**Required actions**:
1. In the news report on the Kenneth Hudspeth murder trial, in what city did Detective Ulrey interview Hudspeth?
2. From the news report on the Kenneth Hudspeth murder trial, copy the passage that begins at the words "Several minutes later, Hudspeth" and ends after the words "the murder charges.".
3. Write what comes next in the news report on the Kenneth Hudspeth murder trial, starting after its last sentence.

**Text under study**:
============================================================
CLARKSVILLE, TN (CLARKSVILLE NOW) – The murder trial for Kenneth Hudspeth, accused of raping and killing 23-year-old Crista Bramlitt in 1996, resumed Wednesday with final testimony.

On Tuesday, the jury heard from experts in DNA analysis and forensics, which ultimately led authorities to identify Hudspeth as the suspect in the case. They also watched the first half of an interview conducted by Clarksville Police Detective Michael Ulrey in April 2019.

On Wednesday, Hudspeth testified that he lied during that interview about having sex with Bramlitt and not remembering events on the night of her death.

Kenneth Hudspeth, left, and Crista Bramlitt.

The rest of the interview

The trial picked up with the remaining minutes of the interview Ulrey conducted with Hudspeth in Phoenix after collecting his DNA in April 2019.

“That looks staged as hell,” Hudspeth could be heard saying to Ulrey after looking at the photo of the way Bramlitt’s body was discovered.

“The evidence speaks for itself. At the end of the day, people lie. Evidence does not,” Ulrey was heard saying to Hudspeth about the DNA evidence allegedly proving that he had sex with Bramlitt.

Hudspeth again denied having sex with her. “Evidence can speak for itself. It don’t speak to me,” Hudspeth responded.

Several minutes later, Hudspeth admitted he had seen information about Bramlitt’s death in the newspaper.

Ulrey placed Hudspeth under arrest and informed him that he would be extradited back to Montgomery County to face the murder charges.
============================================================
**Data section**:
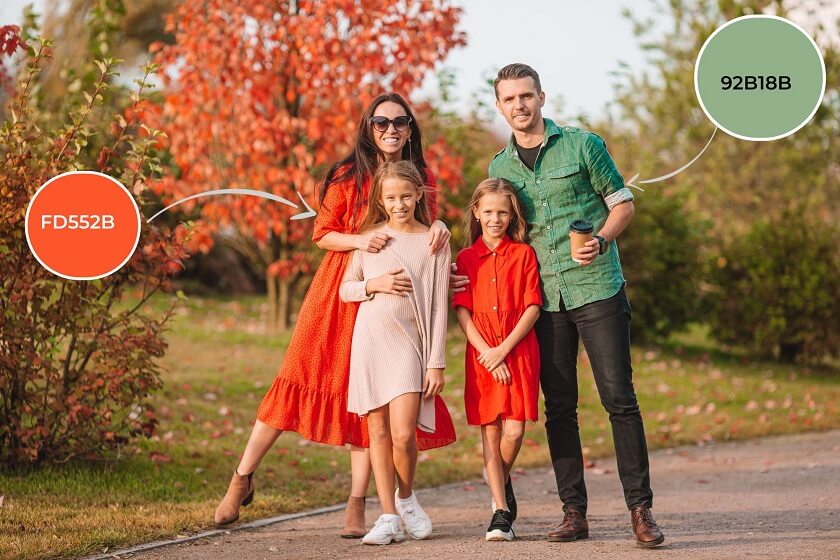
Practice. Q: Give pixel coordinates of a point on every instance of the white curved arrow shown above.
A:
(262, 194)
(669, 175)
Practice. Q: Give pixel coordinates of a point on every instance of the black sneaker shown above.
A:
(510, 499)
(501, 527)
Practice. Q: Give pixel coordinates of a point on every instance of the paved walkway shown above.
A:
(770, 498)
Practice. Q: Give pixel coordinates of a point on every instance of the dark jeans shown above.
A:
(604, 327)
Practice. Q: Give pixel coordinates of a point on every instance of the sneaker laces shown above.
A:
(411, 513)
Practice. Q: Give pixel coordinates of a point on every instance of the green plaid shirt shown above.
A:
(574, 178)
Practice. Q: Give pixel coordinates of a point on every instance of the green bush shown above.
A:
(775, 289)
(661, 262)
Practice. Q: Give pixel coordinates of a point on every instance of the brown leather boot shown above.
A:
(354, 519)
(574, 527)
(645, 528)
(240, 493)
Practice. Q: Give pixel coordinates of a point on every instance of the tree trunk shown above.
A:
(284, 304)
(271, 289)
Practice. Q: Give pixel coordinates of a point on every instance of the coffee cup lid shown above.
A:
(581, 226)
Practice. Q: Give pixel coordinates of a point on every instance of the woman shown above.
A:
(309, 394)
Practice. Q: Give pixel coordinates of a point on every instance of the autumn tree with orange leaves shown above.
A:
(264, 94)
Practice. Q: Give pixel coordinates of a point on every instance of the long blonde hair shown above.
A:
(517, 228)
(405, 171)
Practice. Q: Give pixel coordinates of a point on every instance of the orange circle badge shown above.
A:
(82, 225)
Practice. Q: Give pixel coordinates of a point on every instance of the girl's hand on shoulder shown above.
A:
(501, 374)
(393, 282)
(373, 241)
(492, 357)
(438, 236)
(433, 384)
(457, 283)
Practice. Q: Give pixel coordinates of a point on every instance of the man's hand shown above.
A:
(438, 236)
(457, 283)
(433, 384)
(393, 282)
(588, 252)
(373, 241)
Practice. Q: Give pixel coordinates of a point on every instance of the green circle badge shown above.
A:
(759, 77)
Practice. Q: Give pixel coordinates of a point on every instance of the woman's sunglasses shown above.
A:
(381, 124)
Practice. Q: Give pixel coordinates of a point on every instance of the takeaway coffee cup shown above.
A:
(580, 231)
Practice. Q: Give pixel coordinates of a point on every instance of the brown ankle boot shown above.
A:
(240, 493)
(354, 519)
(645, 528)
(573, 527)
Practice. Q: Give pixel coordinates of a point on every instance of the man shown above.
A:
(563, 174)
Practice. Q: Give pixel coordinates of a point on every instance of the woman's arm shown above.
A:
(372, 242)
(353, 287)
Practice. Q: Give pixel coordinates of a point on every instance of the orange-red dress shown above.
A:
(503, 283)
(309, 394)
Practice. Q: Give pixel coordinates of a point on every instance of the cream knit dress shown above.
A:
(397, 338)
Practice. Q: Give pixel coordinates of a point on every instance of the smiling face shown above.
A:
(390, 143)
(494, 212)
(520, 103)
(400, 198)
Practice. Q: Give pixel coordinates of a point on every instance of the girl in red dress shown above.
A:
(497, 312)
(309, 394)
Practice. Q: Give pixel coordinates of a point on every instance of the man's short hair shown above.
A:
(516, 71)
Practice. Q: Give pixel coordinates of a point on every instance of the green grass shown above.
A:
(219, 365)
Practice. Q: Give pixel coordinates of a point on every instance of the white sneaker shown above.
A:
(417, 523)
(386, 530)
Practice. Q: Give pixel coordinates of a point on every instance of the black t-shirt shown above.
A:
(528, 155)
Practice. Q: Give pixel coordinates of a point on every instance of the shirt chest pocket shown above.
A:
(565, 183)
(529, 205)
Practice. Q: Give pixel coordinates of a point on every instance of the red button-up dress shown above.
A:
(503, 283)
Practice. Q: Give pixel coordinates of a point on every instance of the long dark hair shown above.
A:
(362, 162)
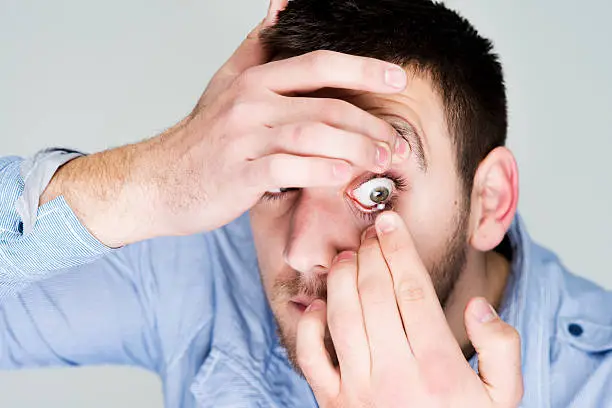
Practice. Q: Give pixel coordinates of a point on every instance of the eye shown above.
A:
(374, 193)
(280, 190)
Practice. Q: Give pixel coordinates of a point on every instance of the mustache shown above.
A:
(299, 284)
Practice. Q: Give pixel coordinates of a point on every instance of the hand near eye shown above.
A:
(394, 346)
(250, 132)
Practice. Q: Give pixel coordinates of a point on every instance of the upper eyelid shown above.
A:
(408, 132)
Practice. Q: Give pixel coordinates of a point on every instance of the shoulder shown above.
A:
(581, 337)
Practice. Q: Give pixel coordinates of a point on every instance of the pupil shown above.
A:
(379, 195)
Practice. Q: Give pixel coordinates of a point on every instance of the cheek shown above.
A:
(269, 235)
(429, 211)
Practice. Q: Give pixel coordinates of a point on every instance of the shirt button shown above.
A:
(575, 329)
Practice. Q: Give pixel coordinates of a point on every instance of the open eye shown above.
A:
(374, 193)
(280, 190)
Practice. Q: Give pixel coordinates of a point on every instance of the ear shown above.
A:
(494, 199)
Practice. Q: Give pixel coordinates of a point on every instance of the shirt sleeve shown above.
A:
(104, 312)
(37, 242)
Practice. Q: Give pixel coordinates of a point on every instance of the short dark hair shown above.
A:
(421, 35)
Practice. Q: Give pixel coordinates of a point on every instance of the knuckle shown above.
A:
(296, 134)
(305, 359)
(335, 107)
(274, 170)
(319, 62)
(410, 291)
(238, 109)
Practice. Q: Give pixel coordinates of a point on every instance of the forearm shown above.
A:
(117, 194)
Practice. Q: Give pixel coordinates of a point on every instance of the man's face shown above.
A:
(298, 234)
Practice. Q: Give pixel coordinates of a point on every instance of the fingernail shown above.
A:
(344, 256)
(382, 155)
(370, 232)
(483, 311)
(342, 171)
(386, 223)
(316, 304)
(395, 77)
(269, 17)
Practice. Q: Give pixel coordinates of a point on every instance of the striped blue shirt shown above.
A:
(192, 309)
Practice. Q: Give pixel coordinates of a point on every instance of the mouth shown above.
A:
(301, 302)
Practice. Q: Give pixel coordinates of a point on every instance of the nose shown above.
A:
(320, 229)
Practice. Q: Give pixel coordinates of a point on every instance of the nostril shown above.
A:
(320, 270)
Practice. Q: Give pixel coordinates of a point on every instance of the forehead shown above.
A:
(419, 104)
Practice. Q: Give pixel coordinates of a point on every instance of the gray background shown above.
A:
(92, 75)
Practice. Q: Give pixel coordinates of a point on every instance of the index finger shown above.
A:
(424, 321)
(329, 69)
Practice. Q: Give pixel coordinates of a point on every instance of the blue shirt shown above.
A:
(193, 310)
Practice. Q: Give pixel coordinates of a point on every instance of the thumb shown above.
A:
(499, 353)
(251, 53)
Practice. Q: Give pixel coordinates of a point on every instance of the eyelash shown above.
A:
(399, 182)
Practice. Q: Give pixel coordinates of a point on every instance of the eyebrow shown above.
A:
(414, 139)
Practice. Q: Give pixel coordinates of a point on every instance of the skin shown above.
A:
(447, 237)
(261, 125)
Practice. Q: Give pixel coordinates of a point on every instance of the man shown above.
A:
(319, 146)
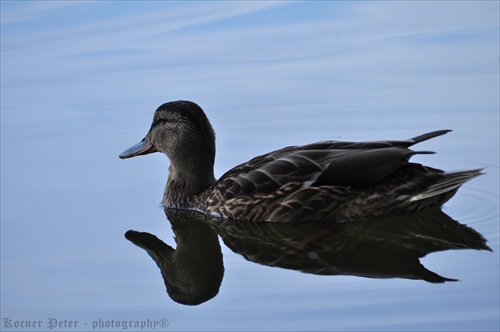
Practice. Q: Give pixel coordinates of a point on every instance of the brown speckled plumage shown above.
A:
(323, 181)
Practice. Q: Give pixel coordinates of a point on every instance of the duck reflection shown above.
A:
(380, 248)
(193, 271)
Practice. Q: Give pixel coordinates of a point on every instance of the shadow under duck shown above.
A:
(322, 181)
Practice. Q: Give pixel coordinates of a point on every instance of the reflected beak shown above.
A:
(139, 149)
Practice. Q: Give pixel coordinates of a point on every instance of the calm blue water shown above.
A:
(80, 82)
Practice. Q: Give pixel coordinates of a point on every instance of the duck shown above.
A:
(325, 181)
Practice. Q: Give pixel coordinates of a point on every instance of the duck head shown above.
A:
(181, 131)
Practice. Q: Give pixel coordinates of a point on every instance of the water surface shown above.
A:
(80, 82)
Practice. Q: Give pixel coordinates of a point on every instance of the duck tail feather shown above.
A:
(450, 181)
(430, 135)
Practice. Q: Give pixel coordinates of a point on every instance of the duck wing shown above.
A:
(326, 163)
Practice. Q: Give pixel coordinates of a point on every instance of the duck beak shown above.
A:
(139, 149)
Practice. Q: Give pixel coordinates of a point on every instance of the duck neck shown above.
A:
(186, 181)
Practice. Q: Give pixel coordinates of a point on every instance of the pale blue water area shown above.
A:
(80, 82)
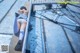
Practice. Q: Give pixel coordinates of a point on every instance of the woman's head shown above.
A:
(23, 7)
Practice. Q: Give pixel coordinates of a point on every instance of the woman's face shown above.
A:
(22, 10)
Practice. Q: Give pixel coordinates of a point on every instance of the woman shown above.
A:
(21, 22)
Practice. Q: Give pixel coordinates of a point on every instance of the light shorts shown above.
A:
(21, 20)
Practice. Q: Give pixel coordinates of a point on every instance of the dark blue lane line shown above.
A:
(74, 5)
(56, 22)
(73, 16)
(8, 11)
(73, 50)
(44, 36)
(73, 12)
(6, 33)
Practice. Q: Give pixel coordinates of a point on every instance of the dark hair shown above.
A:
(23, 7)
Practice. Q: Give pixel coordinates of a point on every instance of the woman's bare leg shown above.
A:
(19, 25)
(23, 26)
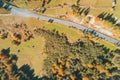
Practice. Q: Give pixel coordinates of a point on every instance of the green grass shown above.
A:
(72, 33)
(27, 55)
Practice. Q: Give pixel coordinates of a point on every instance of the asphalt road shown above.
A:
(21, 12)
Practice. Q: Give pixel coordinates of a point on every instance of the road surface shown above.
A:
(21, 12)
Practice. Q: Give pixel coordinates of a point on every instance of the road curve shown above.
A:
(21, 12)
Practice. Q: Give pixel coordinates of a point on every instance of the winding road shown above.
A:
(21, 12)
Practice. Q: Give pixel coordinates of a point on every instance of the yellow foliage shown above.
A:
(85, 78)
(67, 64)
(54, 71)
(60, 72)
(107, 73)
(90, 65)
(55, 66)
(72, 77)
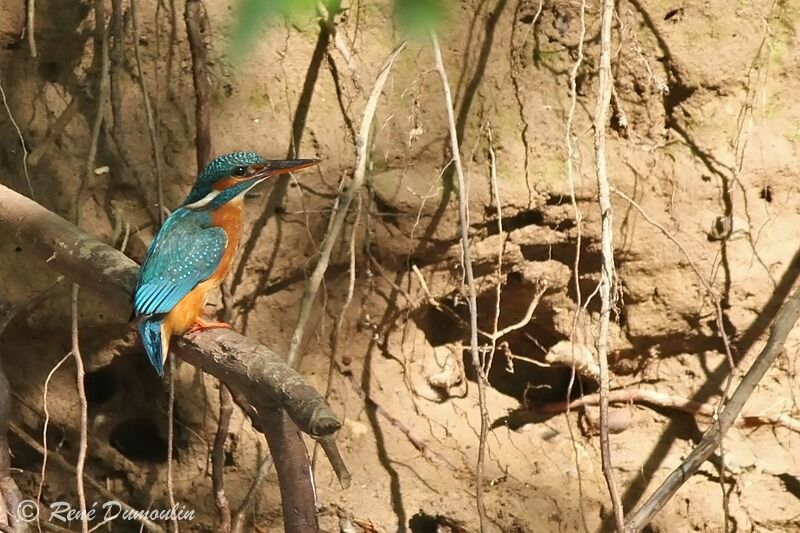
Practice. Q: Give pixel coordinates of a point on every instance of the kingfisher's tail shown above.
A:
(156, 344)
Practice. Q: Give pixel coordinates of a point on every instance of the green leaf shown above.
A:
(419, 16)
(253, 17)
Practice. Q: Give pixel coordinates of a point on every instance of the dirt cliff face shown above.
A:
(702, 148)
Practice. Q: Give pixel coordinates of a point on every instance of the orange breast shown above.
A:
(184, 314)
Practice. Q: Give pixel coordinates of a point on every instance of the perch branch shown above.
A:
(463, 209)
(781, 327)
(607, 274)
(342, 207)
(84, 438)
(245, 366)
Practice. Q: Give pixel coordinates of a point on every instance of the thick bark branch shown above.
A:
(258, 372)
(280, 396)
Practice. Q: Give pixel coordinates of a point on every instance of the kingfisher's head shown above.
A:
(230, 176)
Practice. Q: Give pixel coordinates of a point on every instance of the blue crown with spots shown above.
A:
(220, 168)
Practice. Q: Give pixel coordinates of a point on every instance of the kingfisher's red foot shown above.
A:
(201, 324)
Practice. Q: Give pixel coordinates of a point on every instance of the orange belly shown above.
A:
(185, 313)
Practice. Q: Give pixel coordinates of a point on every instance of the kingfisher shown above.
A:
(194, 250)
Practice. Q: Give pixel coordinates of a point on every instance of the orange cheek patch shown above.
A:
(221, 185)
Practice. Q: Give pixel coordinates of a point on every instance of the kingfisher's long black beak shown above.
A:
(278, 167)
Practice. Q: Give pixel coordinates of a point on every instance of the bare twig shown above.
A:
(243, 365)
(238, 521)
(570, 147)
(781, 327)
(660, 399)
(463, 203)
(21, 140)
(342, 207)
(607, 274)
(31, 28)
(171, 443)
(59, 460)
(148, 110)
(218, 459)
(196, 28)
(79, 378)
(328, 19)
(44, 429)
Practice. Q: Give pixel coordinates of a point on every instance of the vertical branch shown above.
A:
(298, 497)
(101, 42)
(30, 28)
(607, 275)
(196, 27)
(148, 109)
(218, 458)
(21, 140)
(781, 327)
(570, 145)
(84, 438)
(170, 441)
(463, 204)
(11, 495)
(342, 207)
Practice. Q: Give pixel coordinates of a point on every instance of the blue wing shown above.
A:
(185, 252)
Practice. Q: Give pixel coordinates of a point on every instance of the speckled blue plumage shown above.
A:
(185, 252)
(220, 168)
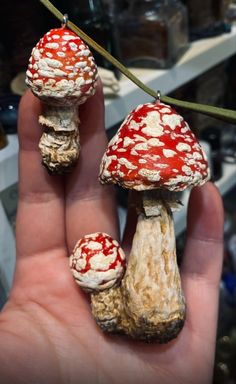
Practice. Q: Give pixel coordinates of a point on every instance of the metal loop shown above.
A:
(64, 20)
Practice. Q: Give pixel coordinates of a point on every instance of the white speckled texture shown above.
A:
(154, 148)
(97, 262)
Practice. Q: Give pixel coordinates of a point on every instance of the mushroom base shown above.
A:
(149, 304)
(59, 150)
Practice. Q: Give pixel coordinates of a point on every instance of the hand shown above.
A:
(47, 331)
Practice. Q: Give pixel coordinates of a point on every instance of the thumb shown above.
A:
(202, 263)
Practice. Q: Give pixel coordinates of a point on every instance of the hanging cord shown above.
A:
(218, 113)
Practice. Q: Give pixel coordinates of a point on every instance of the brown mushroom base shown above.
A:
(59, 150)
(59, 144)
(149, 304)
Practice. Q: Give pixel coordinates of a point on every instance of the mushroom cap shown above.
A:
(61, 66)
(154, 148)
(97, 262)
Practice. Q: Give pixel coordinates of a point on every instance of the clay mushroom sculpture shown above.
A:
(63, 74)
(97, 262)
(154, 152)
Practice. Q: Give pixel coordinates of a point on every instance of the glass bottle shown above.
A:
(153, 33)
(90, 16)
(207, 17)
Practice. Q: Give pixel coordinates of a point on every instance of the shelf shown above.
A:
(227, 181)
(8, 163)
(201, 56)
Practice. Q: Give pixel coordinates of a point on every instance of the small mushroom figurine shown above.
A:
(154, 152)
(97, 262)
(63, 74)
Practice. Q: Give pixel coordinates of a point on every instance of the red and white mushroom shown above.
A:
(63, 74)
(154, 150)
(97, 262)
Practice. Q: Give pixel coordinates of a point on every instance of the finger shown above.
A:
(90, 207)
(131, 221)
(202, 264)
(40, 216)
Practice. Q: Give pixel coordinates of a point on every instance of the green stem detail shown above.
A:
(218, 113)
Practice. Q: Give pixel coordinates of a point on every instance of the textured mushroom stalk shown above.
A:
(149, 305)
(63, 74)
(59, 150)
(59, 144)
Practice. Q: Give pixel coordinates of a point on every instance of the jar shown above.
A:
(207, 17)
(91, 17)
(153, 33)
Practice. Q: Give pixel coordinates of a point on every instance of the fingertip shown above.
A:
(29, 130)
(205, 213)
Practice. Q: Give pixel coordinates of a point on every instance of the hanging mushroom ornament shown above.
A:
(63, 74)
(154, 152)
(97, 262)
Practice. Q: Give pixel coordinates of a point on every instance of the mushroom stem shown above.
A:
(59, 144)
(149, 304)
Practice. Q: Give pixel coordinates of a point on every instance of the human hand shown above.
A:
(47, 331)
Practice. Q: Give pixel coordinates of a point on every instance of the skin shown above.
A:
(47, 331)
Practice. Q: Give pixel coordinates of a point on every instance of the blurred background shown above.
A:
(161, 41)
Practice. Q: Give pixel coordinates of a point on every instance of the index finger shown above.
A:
(90, 207)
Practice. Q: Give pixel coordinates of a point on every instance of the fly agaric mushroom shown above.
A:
(97, 262)
(154, 150)
(63, 74)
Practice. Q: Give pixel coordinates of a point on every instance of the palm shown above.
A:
(55, 334)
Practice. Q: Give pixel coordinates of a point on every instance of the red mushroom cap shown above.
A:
(154, 148)
(97, 262)
(61, 65)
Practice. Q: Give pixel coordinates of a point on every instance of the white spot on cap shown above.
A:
(187, 170)
(73, 46)
(36, 54)
(169, 153)
(154, 142)
(61, 54)
(151, 175)
(68, 37)
(172, 120)
(94, 245)
(127, 141)
(52, 45)
(127, 163)
(183, 147)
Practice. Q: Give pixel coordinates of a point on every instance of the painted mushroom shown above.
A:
(155, 153)
(97, 262)
(63, 74)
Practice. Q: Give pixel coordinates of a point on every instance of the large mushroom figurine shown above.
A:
(154, 152)
(63, 74)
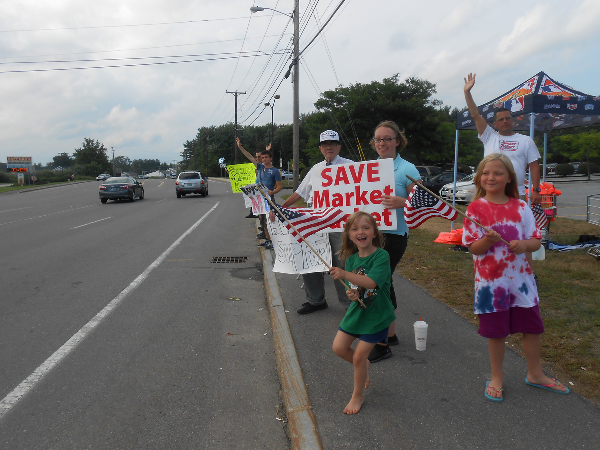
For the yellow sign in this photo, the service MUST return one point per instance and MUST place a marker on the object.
(241, 175)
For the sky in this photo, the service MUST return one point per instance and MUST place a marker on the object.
(149, 102)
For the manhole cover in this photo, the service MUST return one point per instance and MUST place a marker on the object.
(229, 259)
============================================================
**Task-by-task outputs**:
1. Phoenix.

2.
Several minutes later, Hudspeth admitted he had seen information about Bramlitt’s death in the newspaper.

Ulrey placed Hudspeth under arrest and informed him that he would be extradited back to Montgomery County to face the murder charges.

3.
Clarksville Police Detective Michael Ulrey testifies during the Kenneth Hudspeth trial on Sept. 22, 2021 (Keely Quinlan).

Ulrey’s testimony

District Attorney General Robert Nash asked Ulrey about his theory behind who might have been responsible for Bramlitt’s death.

“Whoever had sex with her killed her,” Ulrey responded.

“I was seeing an obvious pattern change as I was showing him the evidence,” Ulrey said, referring to Hudspeth’s claim that he did not had sex with Bramlitt, and that he initially had no idea about a murder before admitting he’d seen it in the paper.

During the course of the interview, Hudspeth said “I don’t remember” close to 100 times, according to Ulrey.

Ulrey then told Nash it made him suspicious that Hudspeth’s memory only blacked out the portion of time of Bramlitt’s rape and murder – not before or after.

The state rested its case, and the defense made a motion for acquittal, calling the state’s case circumstantial, which Nash acknowledged was true.

“We can’t avoid the circumstance of which Bramlitt was found,” Nash said, gesturing towards the way her body was positioned.

Judge Robert E. Lee Davies denied the defense’s motion.

Kenneth Hudspeth testifies while on trial for the death of Crista Bramlitt on Sept. 22, 2021 (Keely Quinlan).

‘Once I told the lie, I stuck with it’

The defense called Hudspeth to testify on his own behalf.

“I was dead tired, I was sleepy,” Hudspeth said about the day of the interview. “I had been up for a day and a half doing maintenance for an apartment.”

When police in Phoenix pulled him over, he said he had just taken a Xanax, and he was on his way home to go to sleep.

In the interview room at the Phoenix Police Department, Hudspeth said he was scared and nervous when Ulrey told him he was cold case homicide detective. He then recounted the day of Bramlitt’s murder, and how he ended up in her trailer.

He said he got up early and went to work that day, adding that he returned home around 6:30 p.m., and had $100 to spend.

He began looking for a man in the trailer park he always bought drugs from, and he found him at the back door of Bramlitt’s trailer. He said he was invited in, and he bought $40 worth of crack cocaine.

“I kind of messed with her (Bramlitt) a little bit,” Hudspeth said, adding he was now unsure whether she was also smoking the crack cocaine he had just purchased.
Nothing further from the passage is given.